▸ **DATA FOR THIS TASK**:
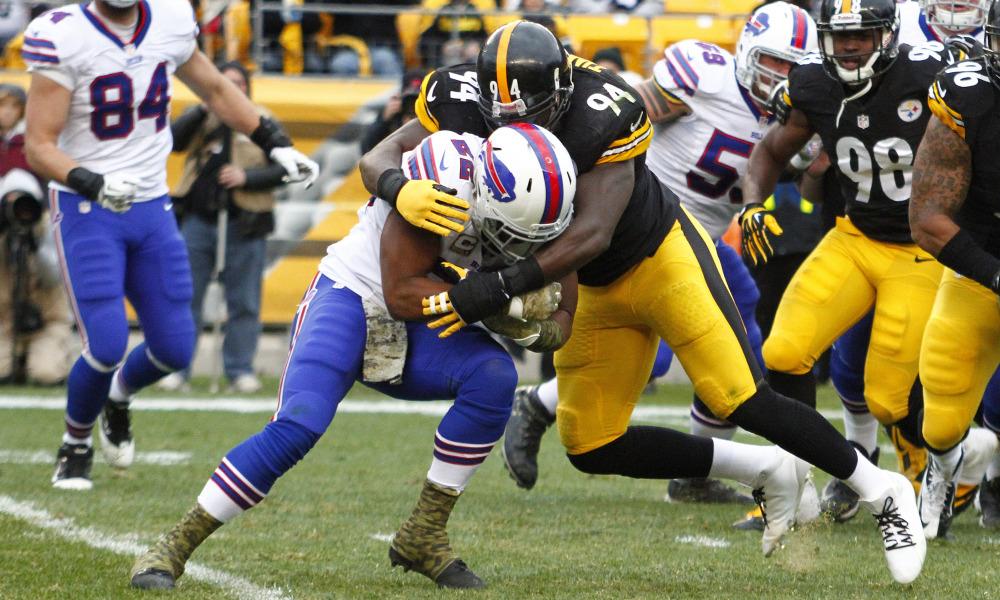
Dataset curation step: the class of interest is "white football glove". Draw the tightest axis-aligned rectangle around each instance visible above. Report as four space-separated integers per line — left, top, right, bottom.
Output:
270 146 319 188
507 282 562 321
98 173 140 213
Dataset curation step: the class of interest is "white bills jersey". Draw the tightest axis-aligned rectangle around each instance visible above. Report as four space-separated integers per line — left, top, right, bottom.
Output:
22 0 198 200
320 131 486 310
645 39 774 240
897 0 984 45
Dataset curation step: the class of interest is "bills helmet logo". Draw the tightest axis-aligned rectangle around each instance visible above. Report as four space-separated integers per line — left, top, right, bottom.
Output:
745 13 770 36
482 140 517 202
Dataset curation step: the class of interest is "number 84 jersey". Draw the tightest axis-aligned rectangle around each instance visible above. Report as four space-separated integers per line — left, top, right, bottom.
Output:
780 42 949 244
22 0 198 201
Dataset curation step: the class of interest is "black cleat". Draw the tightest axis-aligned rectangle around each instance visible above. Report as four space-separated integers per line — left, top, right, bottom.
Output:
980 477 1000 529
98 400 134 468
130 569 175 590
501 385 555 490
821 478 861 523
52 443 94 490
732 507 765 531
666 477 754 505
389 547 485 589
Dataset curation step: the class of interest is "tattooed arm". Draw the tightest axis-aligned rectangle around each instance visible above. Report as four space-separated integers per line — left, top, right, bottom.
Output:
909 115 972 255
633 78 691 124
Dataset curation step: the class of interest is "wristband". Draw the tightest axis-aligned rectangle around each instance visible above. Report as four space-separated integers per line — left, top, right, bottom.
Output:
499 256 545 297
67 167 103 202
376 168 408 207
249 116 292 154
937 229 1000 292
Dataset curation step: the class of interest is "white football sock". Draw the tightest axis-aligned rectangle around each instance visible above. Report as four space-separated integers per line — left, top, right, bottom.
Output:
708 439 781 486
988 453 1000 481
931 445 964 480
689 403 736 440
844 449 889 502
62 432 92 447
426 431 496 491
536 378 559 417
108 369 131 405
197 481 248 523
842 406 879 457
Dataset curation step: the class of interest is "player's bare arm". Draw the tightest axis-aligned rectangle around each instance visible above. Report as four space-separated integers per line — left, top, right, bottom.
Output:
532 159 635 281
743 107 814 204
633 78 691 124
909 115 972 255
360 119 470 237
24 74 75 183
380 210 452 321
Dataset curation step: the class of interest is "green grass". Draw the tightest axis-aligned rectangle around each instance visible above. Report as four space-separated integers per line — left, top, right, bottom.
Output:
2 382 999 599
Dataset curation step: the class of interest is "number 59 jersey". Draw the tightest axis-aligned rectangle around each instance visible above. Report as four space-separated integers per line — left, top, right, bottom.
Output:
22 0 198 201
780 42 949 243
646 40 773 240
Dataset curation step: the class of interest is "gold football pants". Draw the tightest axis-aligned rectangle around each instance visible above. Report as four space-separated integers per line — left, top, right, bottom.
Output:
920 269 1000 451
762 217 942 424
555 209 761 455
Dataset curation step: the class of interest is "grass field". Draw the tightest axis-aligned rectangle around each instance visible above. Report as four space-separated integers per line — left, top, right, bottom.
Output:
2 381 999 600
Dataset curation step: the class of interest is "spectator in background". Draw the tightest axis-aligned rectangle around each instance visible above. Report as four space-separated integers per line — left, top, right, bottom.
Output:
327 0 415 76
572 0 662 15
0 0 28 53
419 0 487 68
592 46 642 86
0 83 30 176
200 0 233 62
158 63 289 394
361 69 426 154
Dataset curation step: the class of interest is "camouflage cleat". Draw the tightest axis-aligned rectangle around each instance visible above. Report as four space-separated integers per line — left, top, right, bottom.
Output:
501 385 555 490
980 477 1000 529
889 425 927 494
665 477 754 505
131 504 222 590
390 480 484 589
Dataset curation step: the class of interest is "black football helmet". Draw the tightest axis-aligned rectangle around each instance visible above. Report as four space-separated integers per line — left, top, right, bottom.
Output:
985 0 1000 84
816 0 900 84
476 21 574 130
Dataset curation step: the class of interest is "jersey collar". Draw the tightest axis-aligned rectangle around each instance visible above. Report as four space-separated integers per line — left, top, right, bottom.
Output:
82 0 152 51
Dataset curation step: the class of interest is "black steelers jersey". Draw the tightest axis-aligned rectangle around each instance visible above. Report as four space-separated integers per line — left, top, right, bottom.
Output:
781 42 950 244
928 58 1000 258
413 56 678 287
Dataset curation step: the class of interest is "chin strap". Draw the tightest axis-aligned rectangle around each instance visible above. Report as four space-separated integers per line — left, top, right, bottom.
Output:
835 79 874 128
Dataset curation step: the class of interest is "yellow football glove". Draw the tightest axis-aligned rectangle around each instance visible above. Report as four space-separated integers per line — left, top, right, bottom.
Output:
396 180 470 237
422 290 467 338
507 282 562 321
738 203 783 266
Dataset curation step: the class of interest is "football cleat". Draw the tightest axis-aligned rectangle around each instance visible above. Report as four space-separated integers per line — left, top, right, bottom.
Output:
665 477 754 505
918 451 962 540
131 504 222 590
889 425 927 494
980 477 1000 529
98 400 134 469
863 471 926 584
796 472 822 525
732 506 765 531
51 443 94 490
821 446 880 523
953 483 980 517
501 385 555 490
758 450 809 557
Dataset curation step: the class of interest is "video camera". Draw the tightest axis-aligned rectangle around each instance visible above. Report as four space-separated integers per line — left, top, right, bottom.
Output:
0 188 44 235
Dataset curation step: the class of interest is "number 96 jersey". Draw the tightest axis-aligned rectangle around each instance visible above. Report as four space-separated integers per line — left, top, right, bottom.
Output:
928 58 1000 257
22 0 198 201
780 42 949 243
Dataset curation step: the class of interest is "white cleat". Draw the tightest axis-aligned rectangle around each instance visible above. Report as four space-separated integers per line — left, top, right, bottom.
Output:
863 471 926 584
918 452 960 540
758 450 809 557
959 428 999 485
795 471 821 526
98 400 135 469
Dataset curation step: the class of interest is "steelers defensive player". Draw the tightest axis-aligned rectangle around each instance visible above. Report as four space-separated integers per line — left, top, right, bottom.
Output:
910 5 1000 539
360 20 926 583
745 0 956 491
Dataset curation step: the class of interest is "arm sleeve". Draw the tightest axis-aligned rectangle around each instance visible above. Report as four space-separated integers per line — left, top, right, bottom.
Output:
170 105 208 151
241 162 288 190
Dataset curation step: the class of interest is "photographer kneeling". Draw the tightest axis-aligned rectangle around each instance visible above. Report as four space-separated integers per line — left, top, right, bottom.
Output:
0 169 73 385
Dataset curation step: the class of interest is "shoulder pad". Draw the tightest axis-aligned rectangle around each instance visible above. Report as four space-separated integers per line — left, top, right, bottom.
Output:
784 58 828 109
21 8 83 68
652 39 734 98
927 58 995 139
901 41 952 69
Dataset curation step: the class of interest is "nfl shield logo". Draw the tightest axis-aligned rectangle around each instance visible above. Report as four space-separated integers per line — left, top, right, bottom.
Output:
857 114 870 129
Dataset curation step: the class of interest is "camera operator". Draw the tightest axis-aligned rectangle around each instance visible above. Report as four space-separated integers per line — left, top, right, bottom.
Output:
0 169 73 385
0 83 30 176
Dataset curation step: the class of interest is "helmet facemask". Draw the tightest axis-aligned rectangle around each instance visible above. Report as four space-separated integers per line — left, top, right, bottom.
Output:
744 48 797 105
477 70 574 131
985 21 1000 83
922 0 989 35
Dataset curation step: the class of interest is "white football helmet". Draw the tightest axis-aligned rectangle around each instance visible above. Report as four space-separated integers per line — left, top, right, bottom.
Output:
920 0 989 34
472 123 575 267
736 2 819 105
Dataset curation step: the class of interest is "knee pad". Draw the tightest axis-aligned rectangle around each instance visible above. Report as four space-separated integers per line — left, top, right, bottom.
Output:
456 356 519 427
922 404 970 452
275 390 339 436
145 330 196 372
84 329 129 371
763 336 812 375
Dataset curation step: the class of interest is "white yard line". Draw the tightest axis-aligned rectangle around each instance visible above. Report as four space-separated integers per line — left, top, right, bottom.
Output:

▸ **TASK BRIEF**:
Which lines of the entries above contain the word "bills"? Copy each of them.

▸ **YOUR SOLUTION**:
Dataset curation step: the class of interest is "white bills jersey". Draw the tightest axis-aligned rectangle around each instance visible above. Report as four space-separated integers per line — left, top, right, bottom.
Dataset curation step: the class of interest is "bills helmet logo". Draw the tightest axis-aligned rectangle around each instance visible above. Report as four space-separated integers per line — left, top, right, bottom.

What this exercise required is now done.